Text provided »
Starke:—The wealth of the elect is inconceivable, indescribable, incomparable.—See the final point of this election of grace, and its tokens too. Prove yourselves thereby, ye Christians!—Believers have sonship with God through Christ, not from their own worthiness: it brings with it the noblest treasures, yes, the eternal inheritance.—The forgiveness of sins is the most glorious fruit of Christ’s redemption; it is the basis of all other benefits: for where it is, there is life and blessedness.—The fountain of grace will never be drained, but is and remains inexhaustible, so that of its fulness we receive grace for grace.—Christ is the true ladder whose top touches heaven and its end the earth, thus linking and binding heaven and earth, God and men. Let him, who will be united to God, hold to Christ.—Angels and men stand again in friendship through Christ. Hence Christ is concerned with the angels, not that He must gain something for them of which they do not stand in need, but that they may have friendship again with men, when these again attain to grace.—The work of our election and salvation is full of wisdom, because it has taken place according to the counsel of Him who is wisdom itself; it is pure grace, because it appertains to an inheritance; infallible, because it is founded on the purpose of the Almighty; full of righteousness, because all comes to us through Christ, the righteous. Excellent tokens of the Divine truth of the Christian religion: it brings that with it, which the whole world cannot give and which makes man blessed, in the germ here in time, in perfection in eternity. This makes believers joyful in all tribulation, even in martyrdom.

Rieger:—They shall be blessed is the sum of all the promises of the Old Testament; He has blessed us is the Gospel laud for the fulfilment of these promises in the New Testament. With these spiritual blessings in heavenly places the gospel conquers the whole world and the earthly mind, in which Jews and Gentiles lay captive.—In this are the honor of God and our salvation inseparably joined: God seeks His honor or the praise of His glory in us through our pardon.—In the Old Testament, it was often said: the Lord do thee good for Abraham’s sake, for His servant David’s sake; but now all is in and through the Beloved, who became the propitiation for the sins of the whole world. Once obtain in Him the forgiveness of sins, and then all other spiritual blessings flow without ceasing.—By the frequent phrase: according to His good pleasure, according to the counsel of His will, the Apostle bows down our mistrustful heart, so apt to strive for the mastery with the Holy One of Israel.—In the repeated expressions: through Himself, in whom, in Christ, the Apostle manifests an unusual zeal and care, to bind us ever to Christ, to accustom us to seek and find our glory in this alone, that we belong to Christ and are numbered in His inheritance; we may have reason hereafter to praise more the truth of God, like the Jews, descending from the fathers, whose are the promises; or to magnify rather His mercy, like the Gentiles, who unexpectedly have been favored with the gracious call. It is a word of truth, searched by every one, who is of the truth, concerned about the truth, that thus he may be helped to the truth; it is the Gospel of our salvation, not only bringing us tidings of it, but containing a Divine power for actual blessing, through the faith to which it inclines the heart, giving also the Spirit, which affords what redounds to our own certainty and steadfastness in the truth, serving at the same time as a witness to others, that we have attained a position in true grace, and especially assuring us of our preservation, which we are to enjoy as the redeemed possession of the Lord, but which with the crown thereto appertaining we will lay at the feet of Him, who has accepted us to the praise of His glory.

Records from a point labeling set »
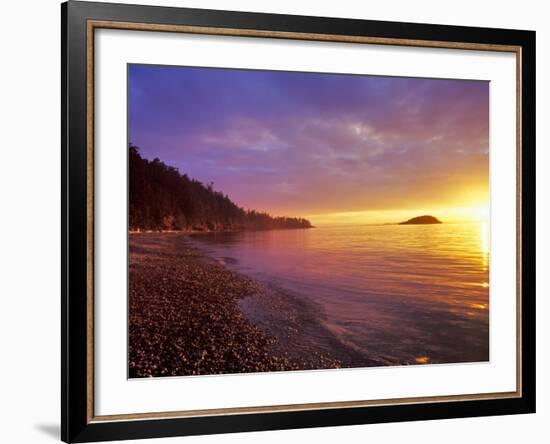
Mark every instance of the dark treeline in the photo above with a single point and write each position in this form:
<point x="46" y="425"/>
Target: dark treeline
<point x="163" y="199"/>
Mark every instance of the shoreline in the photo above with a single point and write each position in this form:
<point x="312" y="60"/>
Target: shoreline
<point x="191" y="315"/>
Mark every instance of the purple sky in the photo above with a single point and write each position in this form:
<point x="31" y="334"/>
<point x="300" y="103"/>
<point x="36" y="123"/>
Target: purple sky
<point x="306" y="143"/>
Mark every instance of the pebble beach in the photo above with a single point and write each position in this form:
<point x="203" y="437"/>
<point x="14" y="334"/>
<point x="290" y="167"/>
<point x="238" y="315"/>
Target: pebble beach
<point x="191" y="315"/>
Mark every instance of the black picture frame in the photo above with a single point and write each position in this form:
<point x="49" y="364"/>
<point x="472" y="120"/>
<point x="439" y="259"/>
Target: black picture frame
<point x="76" y="423"/>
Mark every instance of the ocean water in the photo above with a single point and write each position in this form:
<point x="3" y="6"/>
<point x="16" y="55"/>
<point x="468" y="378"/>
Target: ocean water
<point x="398" y="294"/>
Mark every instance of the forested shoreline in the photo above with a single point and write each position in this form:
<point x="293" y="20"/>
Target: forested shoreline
<point x="161" y="198"/>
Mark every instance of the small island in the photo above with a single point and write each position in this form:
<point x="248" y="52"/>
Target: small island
<point x="421" y="220"/>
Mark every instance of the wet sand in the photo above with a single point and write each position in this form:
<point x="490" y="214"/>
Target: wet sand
<point x="191" y="315"/>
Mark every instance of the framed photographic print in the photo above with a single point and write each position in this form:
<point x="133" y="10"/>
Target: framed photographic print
<point x="275" y="221"/>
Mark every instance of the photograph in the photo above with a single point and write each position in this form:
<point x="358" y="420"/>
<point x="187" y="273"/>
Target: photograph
<point x="301" y="221"/>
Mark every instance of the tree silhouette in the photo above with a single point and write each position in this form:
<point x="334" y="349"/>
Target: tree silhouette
<point x="161" y="198"/>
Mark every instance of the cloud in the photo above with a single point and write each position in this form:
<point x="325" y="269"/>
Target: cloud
<point x="344" y="143"/>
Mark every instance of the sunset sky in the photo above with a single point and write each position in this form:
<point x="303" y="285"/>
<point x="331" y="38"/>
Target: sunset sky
<point x="334" y="148"/>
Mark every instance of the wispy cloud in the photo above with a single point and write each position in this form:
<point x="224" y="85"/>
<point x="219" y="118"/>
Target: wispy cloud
<point x="305" y="143"/>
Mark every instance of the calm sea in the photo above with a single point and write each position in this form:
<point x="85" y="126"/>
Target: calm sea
<point x="399" y="294"/>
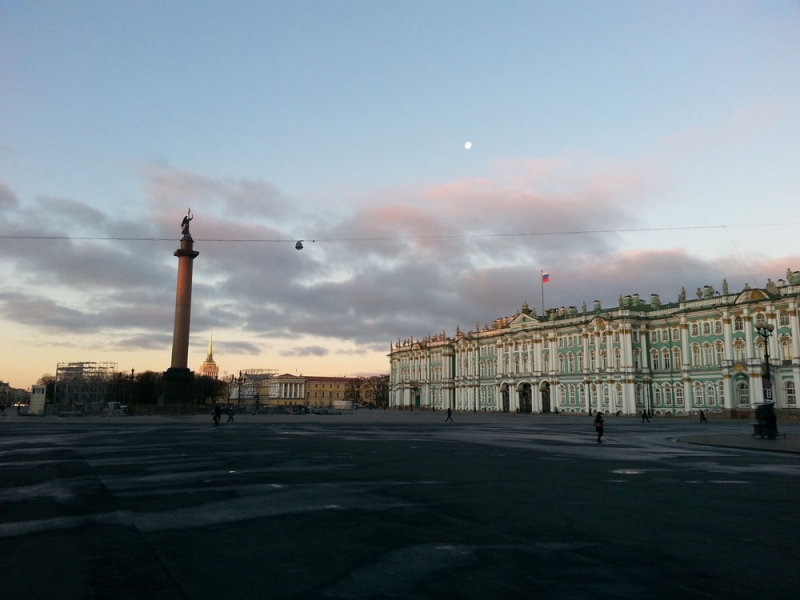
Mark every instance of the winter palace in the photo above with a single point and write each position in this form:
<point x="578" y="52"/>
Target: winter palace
<point x="675" y="358"/>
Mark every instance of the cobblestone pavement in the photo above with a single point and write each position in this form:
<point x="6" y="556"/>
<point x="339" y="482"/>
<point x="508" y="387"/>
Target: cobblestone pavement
<point x="395" y="505"/>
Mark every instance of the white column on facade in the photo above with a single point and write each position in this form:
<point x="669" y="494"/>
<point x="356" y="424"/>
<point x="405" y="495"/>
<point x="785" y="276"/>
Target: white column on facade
<point x="748" y="334"/>
<point x="727" y="331"/>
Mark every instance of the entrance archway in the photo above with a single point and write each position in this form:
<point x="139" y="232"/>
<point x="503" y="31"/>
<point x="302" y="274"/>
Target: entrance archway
<point x="525" y="399"/>
<point x="545" y="389"/>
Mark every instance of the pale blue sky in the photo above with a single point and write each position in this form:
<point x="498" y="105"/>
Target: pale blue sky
<point x="301" y="119"/>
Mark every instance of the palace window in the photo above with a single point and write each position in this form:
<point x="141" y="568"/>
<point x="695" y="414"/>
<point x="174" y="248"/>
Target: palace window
<point x="695" y="355"/>
<point x="654" y="360"/>
<point x="738" y="350"/>
<point x="786" y="348"/>
<point x="720" y="348"/>
<point x="743" y="393"/>
<point x="697" y="392"/>
<point x="708" y="355"/>
<point x="791" y="396"/>
<point x="711" y="395"/>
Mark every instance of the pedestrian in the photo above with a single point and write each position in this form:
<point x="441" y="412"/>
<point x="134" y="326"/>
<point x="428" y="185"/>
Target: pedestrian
<point x="598" y="425"/>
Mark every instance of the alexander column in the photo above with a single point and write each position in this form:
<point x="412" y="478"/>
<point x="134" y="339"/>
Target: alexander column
<point x="178" y="378"/>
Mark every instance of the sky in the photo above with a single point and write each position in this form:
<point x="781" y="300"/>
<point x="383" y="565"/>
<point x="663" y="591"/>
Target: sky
<point x="620" y="146"/>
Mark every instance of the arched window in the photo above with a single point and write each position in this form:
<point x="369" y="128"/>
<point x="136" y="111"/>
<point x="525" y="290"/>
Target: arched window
<point x="711" y="394"/>
<point x="743" y="393"/>
<point x="695" y="355"/>
<point x="786" y="348"/>
<point x="791" y="395"/>
<point x="708" y="355"/>
<point x="697" y="393"/>
<point x="738" y="350"/>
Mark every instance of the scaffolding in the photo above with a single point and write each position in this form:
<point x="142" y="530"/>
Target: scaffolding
<point x="83" y="386"/>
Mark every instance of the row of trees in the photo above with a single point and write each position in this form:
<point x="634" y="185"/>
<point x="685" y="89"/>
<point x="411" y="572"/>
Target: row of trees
<point x="146" y="387"/>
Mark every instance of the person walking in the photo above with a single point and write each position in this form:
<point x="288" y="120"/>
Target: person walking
<point x="598" y="425"/>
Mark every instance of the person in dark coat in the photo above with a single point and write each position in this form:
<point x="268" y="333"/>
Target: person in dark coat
<point x="598" y="425"/>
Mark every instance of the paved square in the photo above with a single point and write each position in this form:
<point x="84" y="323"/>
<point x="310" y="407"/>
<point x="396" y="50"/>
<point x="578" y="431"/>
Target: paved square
<point x="392" y="505"/>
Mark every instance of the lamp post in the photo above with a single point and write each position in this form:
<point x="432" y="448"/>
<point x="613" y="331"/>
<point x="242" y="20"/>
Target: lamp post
<point x="765" y="332"/>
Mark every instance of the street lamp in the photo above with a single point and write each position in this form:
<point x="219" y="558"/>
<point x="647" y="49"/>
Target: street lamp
<point x="765" y="332"/>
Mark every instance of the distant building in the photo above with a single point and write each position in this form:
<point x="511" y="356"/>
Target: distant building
<point x="209" y="368"/>
<point x="672" y="358"/>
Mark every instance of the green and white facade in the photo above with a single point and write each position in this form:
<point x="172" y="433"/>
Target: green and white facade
<point x="672" y="358"/>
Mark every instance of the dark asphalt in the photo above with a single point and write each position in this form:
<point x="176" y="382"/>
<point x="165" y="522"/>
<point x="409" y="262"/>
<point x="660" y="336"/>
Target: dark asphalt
<point x="393" y="505"/>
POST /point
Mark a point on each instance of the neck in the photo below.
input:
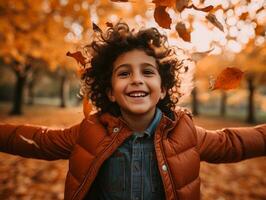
(138, 122)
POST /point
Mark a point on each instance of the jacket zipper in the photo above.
(86, 177)
(165, 161)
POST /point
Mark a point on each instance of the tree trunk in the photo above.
(30, 93)
(251, 108)
(195, 103)
(18, 96)
(64, 91)
(223, 103)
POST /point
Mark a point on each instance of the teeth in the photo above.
(137, 94)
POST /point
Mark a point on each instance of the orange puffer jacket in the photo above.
(179, 146)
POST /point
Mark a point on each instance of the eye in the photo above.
(123, 74)
(148, 72)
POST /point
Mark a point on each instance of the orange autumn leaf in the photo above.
(181, 5)
(212, 18)
(78, 57)
(109, 24)
(229, 78)
(119, 0)
(182, 31)
(87, 108)
(96, 28)
(205, 9)
(243, 16)
(166, 3)
(162, 17)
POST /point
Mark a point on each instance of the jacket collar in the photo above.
(114, 124)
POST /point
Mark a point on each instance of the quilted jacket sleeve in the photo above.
(38, 142)
(231, 144)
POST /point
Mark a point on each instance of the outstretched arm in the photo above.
(231, 144)
(38, 142)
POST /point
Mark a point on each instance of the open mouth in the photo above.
(137, 94)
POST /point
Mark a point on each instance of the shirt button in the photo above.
(116, 130)
(164, 168)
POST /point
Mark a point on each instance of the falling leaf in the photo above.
(182, 31)
(260, 30)
(212, 18)
(205, 9)
(87, 108)
(219, 7)
(78, 56)
(119, 0)
(166, 3)
(29, 141)
(199, 55)
(96, 28)
(162, 17)
(181, 5)
(229, 78)
(109, 24)
(243, 16)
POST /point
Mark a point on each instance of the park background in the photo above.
(39, 84)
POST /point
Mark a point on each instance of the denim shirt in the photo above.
(132, 172)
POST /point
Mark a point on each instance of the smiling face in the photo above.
(136, 83)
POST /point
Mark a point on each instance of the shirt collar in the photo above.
(156, 119)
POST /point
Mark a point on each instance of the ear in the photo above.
(110, 95)
(163, 93)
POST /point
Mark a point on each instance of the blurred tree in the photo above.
(252, 60)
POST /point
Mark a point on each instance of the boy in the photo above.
(137, 146)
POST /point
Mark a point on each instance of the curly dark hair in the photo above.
(116, 40)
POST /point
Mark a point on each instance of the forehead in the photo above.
(134, 57)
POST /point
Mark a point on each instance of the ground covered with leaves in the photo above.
(35, 179)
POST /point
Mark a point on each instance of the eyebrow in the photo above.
(128, 65)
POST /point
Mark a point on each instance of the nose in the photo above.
(136, 79)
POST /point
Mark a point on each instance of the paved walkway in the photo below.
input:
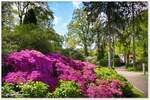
(137, 79)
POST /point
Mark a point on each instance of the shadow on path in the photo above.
(137, 79)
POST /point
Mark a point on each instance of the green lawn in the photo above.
(137, 93)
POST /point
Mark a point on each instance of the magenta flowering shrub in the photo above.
(35, 66)
(105, 88)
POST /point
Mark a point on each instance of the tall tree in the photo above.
(81, 27)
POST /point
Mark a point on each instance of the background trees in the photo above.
(29, 27)
(115, 28)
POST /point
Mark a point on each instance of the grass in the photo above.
(137, 93)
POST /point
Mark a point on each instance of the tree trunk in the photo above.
(98, 47)
(109, 52)
(113, 51)
(133, 35)
(86, 50)
(20, 19)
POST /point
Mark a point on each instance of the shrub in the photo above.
(73, 54)
(104, 88)
(105, 73)
(35, 66)
(66, 89)
(34, 89)
(110, 74)
(29, 89)
(8, 90)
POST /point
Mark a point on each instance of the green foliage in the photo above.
(30, 17)
(73, 54)
(34, 89)
(30, 89)
(66, 89)
(31, 36)
(10, 91)
(131, 68)
(110, 74)
(8, 43)
(105, 73)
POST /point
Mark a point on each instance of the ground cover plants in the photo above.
(54, 70)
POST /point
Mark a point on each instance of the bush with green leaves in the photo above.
(105, 73)
(34, 89)
(31, 36)
(66, 89)
(30, 89)
(73, 54)
(10, 90)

List of tasks »
[A] List the qualities that the Starke section of the commentary above assigns to the work of our election and salvation.
[B] Return every line of the records that contains the string "arched", matching case exactly.

Results for the exercise »
[A]
- Full of wisdom
- Pure grace
- Infallible
- Full of righteousness

[B]
Mark every instance of the arched window in the photo above with a single point and write each position in this form:
Target: arched window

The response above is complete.